You might want to read:
http://www.sks-keyservers.net/overview-of-pools.php
to get an idea of the pools being constructed from this data.
> - Hostname is O.K.
> - IPv6 is O.K. maked with color red - I'm fighting with my ISP
> about a dualstack-connection on my business
> connection. :/
> - RProx ??? whats that? reverseproxy?
Yes. Bear in mind that SKS is single-threaded non-forking. One slow
client connection will tie up SKS so that it can't handle the next
client. Best practice is to make SKS listen to localhost:11371 and then
use a reverse proxy in front of it.
You might want to read through:
https://bitbucket.org/skskeyserver/sks-keyserver/wiki/Peering
> - Port 80 it's colord false with red, 'cause you can reach my server
> http://keyserver.nausch.org as you can reach it as
> http://keyserver.nausch.org:11371
As Christoph says, this is a vhost issue. This works:
----------------------------8< cut here >8------------------------------
% telnet keyserver.nausch.org 80
[...]
GET /pks/lookup?op=stats HTTP/1.0
Host: keyserver.nausch.org
Connection: close
----------------------------8< cut here >8------------------------------
while if I supply a Host: header of "pool.sks-keyservers.net" then I get
a redirect to https, and if I retry with TLS on port 443, then I get a
404 Not Found.

ENTRIES SHOWN:
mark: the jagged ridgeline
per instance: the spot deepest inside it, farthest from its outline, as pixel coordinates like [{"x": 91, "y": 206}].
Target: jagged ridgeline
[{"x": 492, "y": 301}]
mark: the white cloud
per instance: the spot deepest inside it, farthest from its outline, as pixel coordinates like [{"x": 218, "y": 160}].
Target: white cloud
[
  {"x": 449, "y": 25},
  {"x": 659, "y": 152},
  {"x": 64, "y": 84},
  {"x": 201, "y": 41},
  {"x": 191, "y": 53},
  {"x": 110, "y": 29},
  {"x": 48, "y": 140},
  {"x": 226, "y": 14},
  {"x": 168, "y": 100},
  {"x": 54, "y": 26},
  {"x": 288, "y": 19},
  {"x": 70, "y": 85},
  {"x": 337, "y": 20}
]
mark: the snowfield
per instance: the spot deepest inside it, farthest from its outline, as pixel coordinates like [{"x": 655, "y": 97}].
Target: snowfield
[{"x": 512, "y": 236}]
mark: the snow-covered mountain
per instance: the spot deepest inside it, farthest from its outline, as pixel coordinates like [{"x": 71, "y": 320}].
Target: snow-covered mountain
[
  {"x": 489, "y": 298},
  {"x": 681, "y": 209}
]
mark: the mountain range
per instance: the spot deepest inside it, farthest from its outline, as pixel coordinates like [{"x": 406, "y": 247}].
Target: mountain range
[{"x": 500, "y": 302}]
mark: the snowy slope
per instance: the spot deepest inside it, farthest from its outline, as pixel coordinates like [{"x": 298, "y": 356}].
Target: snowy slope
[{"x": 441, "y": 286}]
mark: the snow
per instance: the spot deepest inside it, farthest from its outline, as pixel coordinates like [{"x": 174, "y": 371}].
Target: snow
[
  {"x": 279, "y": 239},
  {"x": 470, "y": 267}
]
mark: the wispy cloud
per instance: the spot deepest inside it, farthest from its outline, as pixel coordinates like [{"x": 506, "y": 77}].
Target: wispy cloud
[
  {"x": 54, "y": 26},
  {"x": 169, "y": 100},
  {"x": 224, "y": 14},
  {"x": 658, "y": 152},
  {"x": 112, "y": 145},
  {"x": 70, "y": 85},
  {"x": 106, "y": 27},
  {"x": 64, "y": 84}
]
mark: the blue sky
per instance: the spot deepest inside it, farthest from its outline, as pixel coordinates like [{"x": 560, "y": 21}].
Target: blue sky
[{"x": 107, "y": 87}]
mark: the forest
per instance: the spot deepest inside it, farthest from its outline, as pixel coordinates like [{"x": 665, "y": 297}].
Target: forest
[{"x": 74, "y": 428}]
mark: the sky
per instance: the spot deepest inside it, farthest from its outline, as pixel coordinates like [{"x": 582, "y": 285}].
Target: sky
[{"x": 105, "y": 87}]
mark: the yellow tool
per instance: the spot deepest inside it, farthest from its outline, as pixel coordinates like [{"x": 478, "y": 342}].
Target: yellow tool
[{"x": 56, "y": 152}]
* * *
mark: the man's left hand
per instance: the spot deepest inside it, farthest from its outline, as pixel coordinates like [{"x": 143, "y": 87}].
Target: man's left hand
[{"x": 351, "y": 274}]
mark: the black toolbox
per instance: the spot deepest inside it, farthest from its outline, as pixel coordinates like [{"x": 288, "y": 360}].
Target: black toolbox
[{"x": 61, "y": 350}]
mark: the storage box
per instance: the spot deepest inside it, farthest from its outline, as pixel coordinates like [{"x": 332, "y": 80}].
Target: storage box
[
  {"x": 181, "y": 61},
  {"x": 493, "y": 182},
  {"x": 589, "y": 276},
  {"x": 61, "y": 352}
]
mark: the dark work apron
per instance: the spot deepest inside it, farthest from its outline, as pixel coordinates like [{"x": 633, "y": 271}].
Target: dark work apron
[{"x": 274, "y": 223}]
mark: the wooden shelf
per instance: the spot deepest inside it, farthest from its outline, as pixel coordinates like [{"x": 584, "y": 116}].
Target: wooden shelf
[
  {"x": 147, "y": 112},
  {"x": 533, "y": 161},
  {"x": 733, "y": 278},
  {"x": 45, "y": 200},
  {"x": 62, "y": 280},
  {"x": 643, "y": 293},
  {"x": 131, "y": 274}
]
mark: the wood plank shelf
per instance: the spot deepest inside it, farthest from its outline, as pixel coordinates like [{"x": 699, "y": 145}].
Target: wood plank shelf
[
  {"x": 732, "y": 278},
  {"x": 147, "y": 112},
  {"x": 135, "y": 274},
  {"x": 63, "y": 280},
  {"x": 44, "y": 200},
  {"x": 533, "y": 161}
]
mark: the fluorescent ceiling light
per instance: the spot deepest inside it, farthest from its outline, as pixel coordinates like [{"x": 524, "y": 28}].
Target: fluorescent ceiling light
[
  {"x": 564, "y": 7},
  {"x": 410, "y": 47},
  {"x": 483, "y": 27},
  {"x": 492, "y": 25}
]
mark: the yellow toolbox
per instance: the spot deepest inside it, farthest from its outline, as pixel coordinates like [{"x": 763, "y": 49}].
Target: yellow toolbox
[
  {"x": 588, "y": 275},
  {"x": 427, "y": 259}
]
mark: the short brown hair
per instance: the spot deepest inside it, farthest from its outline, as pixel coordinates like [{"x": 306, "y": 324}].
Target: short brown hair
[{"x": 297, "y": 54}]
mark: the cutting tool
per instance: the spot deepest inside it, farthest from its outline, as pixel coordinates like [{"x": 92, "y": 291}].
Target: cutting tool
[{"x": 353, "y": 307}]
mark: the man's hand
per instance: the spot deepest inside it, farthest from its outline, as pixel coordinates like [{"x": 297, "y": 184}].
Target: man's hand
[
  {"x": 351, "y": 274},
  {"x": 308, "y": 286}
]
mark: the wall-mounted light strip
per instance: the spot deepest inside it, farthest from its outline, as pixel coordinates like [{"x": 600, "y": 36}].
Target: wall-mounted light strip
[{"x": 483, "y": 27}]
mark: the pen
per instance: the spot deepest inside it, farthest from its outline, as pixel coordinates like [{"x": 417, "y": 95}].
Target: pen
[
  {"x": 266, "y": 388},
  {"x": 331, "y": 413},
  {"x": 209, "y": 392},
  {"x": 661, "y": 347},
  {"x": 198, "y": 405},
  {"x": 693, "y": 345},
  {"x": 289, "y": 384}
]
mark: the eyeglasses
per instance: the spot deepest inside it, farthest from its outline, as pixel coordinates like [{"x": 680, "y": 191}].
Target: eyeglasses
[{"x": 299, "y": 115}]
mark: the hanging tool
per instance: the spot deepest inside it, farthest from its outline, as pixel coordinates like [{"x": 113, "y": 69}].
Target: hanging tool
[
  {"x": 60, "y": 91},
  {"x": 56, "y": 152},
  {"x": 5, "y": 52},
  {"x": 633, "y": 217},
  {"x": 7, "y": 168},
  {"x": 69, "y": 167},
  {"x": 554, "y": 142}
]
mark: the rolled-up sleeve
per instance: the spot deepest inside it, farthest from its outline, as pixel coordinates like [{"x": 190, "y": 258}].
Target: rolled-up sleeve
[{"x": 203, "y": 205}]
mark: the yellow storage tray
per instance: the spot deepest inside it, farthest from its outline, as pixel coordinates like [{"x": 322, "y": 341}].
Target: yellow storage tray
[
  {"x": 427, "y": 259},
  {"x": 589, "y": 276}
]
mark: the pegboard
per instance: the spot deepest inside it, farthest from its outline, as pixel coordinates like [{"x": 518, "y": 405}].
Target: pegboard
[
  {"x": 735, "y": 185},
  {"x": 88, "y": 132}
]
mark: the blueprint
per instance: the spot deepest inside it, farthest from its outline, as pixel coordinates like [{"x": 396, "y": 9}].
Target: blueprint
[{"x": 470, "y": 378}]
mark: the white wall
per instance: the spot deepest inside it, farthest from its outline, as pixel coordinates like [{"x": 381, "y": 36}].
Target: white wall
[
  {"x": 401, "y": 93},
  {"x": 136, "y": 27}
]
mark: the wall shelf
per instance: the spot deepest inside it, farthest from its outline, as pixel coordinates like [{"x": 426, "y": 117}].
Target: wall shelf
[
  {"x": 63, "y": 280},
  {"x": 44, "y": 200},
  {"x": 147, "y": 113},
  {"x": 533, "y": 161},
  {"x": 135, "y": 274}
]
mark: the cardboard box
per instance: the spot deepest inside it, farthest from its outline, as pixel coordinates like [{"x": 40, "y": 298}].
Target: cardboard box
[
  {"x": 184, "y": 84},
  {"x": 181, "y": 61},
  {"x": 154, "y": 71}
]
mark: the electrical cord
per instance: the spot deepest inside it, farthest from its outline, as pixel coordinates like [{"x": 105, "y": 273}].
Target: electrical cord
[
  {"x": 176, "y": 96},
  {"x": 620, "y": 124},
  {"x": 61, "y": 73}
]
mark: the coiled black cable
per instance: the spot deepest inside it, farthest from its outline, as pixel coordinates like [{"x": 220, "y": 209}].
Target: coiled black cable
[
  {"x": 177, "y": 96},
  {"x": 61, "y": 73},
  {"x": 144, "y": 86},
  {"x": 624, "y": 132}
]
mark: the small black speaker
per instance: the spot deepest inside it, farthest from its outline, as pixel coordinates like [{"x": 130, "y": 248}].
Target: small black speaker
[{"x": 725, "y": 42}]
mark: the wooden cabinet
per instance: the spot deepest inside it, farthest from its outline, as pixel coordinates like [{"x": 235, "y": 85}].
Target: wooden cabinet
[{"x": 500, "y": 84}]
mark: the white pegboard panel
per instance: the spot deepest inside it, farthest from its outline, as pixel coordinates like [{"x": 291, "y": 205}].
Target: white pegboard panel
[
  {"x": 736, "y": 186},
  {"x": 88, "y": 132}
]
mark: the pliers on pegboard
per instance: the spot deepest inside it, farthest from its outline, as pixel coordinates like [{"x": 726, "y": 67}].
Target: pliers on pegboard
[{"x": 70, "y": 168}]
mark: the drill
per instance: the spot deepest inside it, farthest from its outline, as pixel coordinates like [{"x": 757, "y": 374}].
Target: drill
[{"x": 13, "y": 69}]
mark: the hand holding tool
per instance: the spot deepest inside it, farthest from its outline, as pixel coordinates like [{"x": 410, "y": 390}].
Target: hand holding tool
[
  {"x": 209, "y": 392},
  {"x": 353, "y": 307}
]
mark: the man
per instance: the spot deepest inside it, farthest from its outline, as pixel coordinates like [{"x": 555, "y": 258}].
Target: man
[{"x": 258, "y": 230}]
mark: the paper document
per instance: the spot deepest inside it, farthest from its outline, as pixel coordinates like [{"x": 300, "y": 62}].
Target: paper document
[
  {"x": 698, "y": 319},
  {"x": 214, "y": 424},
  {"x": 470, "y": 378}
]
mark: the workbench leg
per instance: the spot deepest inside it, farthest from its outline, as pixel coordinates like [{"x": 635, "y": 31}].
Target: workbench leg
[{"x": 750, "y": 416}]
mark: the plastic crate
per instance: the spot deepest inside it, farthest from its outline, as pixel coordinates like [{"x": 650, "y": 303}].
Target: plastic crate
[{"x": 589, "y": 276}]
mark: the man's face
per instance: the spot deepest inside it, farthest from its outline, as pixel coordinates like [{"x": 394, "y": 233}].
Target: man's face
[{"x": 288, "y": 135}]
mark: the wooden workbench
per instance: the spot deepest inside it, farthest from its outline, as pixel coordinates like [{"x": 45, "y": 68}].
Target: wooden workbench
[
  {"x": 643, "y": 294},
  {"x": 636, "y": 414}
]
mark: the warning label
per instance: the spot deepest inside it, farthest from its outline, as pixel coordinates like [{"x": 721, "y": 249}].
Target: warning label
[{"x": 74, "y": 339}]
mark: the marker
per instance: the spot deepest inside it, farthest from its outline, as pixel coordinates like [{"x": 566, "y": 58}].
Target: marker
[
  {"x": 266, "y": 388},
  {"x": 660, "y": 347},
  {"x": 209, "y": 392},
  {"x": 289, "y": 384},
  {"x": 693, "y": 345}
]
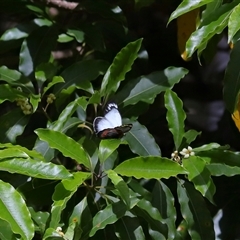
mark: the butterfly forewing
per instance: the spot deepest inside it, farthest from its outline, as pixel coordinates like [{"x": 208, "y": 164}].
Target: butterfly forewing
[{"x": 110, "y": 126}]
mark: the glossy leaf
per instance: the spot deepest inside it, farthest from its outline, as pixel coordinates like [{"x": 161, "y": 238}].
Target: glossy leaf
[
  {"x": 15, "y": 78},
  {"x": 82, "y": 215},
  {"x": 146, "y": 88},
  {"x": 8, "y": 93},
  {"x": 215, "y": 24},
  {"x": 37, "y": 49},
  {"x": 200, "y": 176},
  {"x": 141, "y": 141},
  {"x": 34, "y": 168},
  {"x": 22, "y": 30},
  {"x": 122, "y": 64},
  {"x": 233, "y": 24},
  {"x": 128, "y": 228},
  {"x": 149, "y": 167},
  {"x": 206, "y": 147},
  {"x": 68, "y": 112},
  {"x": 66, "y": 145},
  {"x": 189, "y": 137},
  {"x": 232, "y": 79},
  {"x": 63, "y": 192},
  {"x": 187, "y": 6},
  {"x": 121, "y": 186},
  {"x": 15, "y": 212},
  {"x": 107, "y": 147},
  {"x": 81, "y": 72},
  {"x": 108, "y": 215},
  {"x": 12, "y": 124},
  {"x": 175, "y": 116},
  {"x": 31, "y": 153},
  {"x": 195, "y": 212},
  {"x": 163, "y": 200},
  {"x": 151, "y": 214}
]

OBJECTIVES:
a. Answer these questions from the SKS keyserver text:
(i) Which address should SKS listen to under the recommended practice?
(ii) What response comes back when the request is retried with TLS on port 443?
(iii) Who is named as calling the port 80 problem a vhost issue?
b. What are all the URLs beginning with http:// or https:// that appear in the SKS keyserver text?
c. Does each statement agree with the SKS keyserver text? Answer yes or no and quote the deciding words.
(i) SKS is multi-threaded.
(ii) Supplying a Host header of "pool.sks-keyservers.net" leads to a redirect to https.
(iii) A single slow client connection can keep SKS from handling the next client.

ANSWERS BY TASK:
a.
(i) localhost:11371
(ii) A 404 Not Found
(iii) Christoph

b.
- http://www.sks-keyservers.net/overview-of-pools.php
- https://bitbucket.org/skskeyserver/sks-keyserver/wiki/Peering
- http://keyserver.nausch.org
- http://keyserver.nausch.org:11371

c.
(i) No: "SKS is single-threaded non-forking"
(ii) Yes: "then I get a redirect to https"
(iii) Yes: "One slow client connection will tie up SKS so that it can't handle the next client"